=== EXTRACTED MATERIAL ===

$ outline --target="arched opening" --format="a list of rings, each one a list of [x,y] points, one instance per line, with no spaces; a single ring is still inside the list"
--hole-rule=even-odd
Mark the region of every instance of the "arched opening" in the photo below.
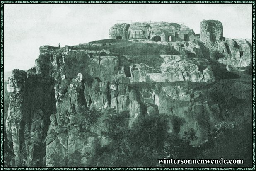
[[[189,36],[188,34],[185,34],[184,35],[184,41],[189,41]]]
[[[172,36],[168,36],[168,41],[169,42],[171,42],[172,41],[174,41],[174,37]]]
[[[132,76],[129,67],[124,67],[123,69],[124,70],[124,74],[126,75],[126,77],[130,77]]]
[[[159,36],[156,36],[153,37],[152,40],[154,41],[155,41],[156,42],[157,42],[158,41],[161,41],[161,37]]]

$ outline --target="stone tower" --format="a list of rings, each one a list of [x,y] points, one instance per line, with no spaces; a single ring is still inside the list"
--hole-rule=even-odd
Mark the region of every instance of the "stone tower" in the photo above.
[[[219,50],[223,34],[222,24],[219,21],[203,20],[200,23],[200,41],[211,53]]]

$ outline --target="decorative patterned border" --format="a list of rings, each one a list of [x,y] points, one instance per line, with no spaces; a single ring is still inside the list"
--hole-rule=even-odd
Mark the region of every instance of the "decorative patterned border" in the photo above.
[[[252,168],[4,168],[3,135],[3,5],[4,3],[251,3],[253,5],[253,166]],[[1,169],[4,170],[255,170],[255,2],[253,1],[1,1]]]

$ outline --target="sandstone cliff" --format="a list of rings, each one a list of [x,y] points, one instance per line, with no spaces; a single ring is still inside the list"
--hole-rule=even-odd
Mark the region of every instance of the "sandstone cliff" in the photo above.
[[[242,92],[232,81],[227,88],[218,84],[213,62],[246,68],[251,41],[224,39],[219,22],[200,27],[200,41],[184,25],[135,23],[115,24],[113,39],[40,47],[35,67],[14,70],[8,80],[9,164],[87,166],[111,143],[105,119],[112,113],[127,113],[127,130],[142,117],[165,113],[169,132],[185,137],[193,130],[191,145],[207,142],[217,125],[229,120],[227,109],[238,110],[227,104],[245,105],[248,99],[231,100],[218,89]]]

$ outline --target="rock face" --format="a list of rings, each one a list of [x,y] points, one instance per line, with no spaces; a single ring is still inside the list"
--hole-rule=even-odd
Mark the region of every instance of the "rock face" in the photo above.
[[[189,41],[196,37],[193,30],[185,25],[164,22],[116,24],[109,33],[110,39],[145,39],[162,42]]]
[[[224,38],[223,30],[219,21],[203,21],[200,23],[200,41],[209,49],[212,60],[226,65],[229,70],[246,70],[251,61],[252,40]]]
[[[20,136],[24,117],[24,72],[14,70],[8,80],[7,91],[9,93],[10,103],[6,119],[6,128],[9,142],[12,142],[16,166],[22,166],[22,142]]]
[[[220,51],[224,57],[218,61],[234,68],[245,70],[251,63],[251,39],[225,39],[220,44]]]
[[[5,128],[16,166],[45,166],[48,120],[49,113],[55,112],[51,80],[18,70],[13,70],[9,78]]]

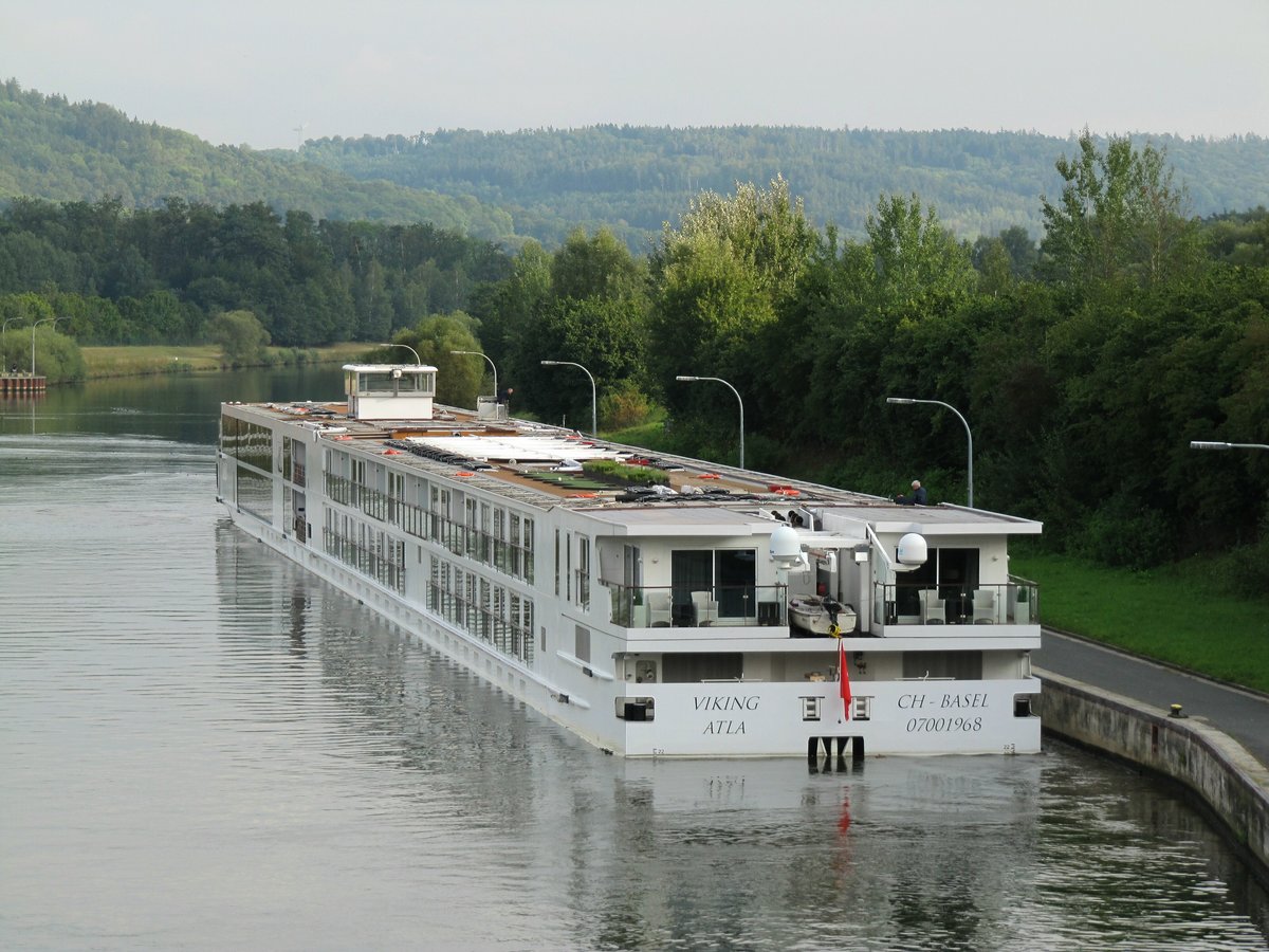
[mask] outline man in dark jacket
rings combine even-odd
[[[895,496],[900,505],[925,505],[925,486],[920,480],[912,480],[912,493],[907,496]]]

===

YOUR OBJECTIVE ▸ Write out each entry exactly as given, omitting any picture.

THE SOLUTION ▸
$ outline --target="arched opening" --format="a list of rings, each one a list of [x,y] points, one instance per line, with no spaces; a single ring is still inside the list"
--hole-rule=even-odd
Mark the region of every instance of the "arched opening" in the photo below.
[[[189,36],[188,34],[185,34],[184,35],[184,41],[189,41]]]
[[[172,36],[168,36],[168,41],[169,42],[171,42],[172,41],[174,41],[174,37]]]
[[[132,76],[129,67],[124,67],[123,69],[124,70],[124,74],[126,75],[126,77],[130,77]]]
[[[159,36],[156,36],[153,37],[152,40],[154,41],[155,41],[156,42],[157,42],[158,41],[161,41],[161,37]]]

$ outline --target="stone tower" --format="a list of rings, each one a list of [x,y] points, one instance per line, with no spaces; a single ring is still inside the list"
--hole-rule=even-odd
Mark the region of every instance of the "stone tower" in the photo above.
[[[219,50],[223,34],[222,24],[219,21],[203,20],[200,23],[200,41],[211,53]]]

$ outline --target="decorative patterned border" --format="a list of rings, each one a list of [x,y] points, one instance per line, with no spaces; a single ring is still inside the list"
--hole-rule=even-odd
Mark the region of every instance of the "decorative patterned border" in the photo above.
[[[252,168],[4,168],[3,135],[3,5],[4,3],[251,3],[253,5],[253,166]],[[1,169],[4,170],[255,170],[255,2],[253,1],[1,1]]]

$ outline --target="sandstone cliff" --format="a list of rings, each one a list of [x,y] points, one instance per line, with no spaces; a single ring is still inside the list"
--hole-rule=even-odd
Mark the region of every instance of the "sandstone cliff" in the photo above.
[[[242,92],[232,81],[227,88],[218,84],[213,62],[246,68],[251,41],[224,39],[219,22],[200,27],[200,41],[184,25],[135,23],[115,24],[113,39],[40,47],[35,67],[14,70],[8,80],[9,164],[87,166],[111,143],[105,119],[112,113],[127,113],[127,130],[142,117],[165,113],[169,132],[185,137],[193,130],[191,145],[207,142],[217,125],[229,120],[227,109],[238,110],[227,104],[245,105],[248,99],[231,100],[218,89]]]

$ outline --target="rock face" --format="a list of rings, each one a list of [x,y] points, one instance per line, with no spaces; a single ring is still inside the list"
--hole-rule=even-odd
Mark the region of every instance of the "rock face" in the photo above.
[[[189,41],[196,37],[193,30],[185,25],[164,22],[116,24],[109,33],[110,39],[145,39],[162,42]]]
[[[224,38],[223,30],[219,21],[203,21],[200,23],[200,41],[209,49],[212,60],[226,65],[229,70],[246,70],[251,61],[252,40]]]
[[[20,136],[24,117],[24,72],[14,70],[8,80],[7,91],[9,93],[10,103],[6,119],[6,128],[9,142],[12,142],[16,166],[22,166],[22,142]]]
[[[220,51],[224,57],[218,61],[234,68],[245,70],[251,63],[251,39],[225,39],[220,44]]]
[[[5,128],[16,166],[45,166],[48,120],[49,113],[55,112],[51,80],[18,70],[13,70],[9,78]]]

[mask] outline man in dark jacket
rings combine even-odd
[[[895,496],[900,505],[925,505],[925,486],[920,480],[912,480],[912,493],[907,496]]]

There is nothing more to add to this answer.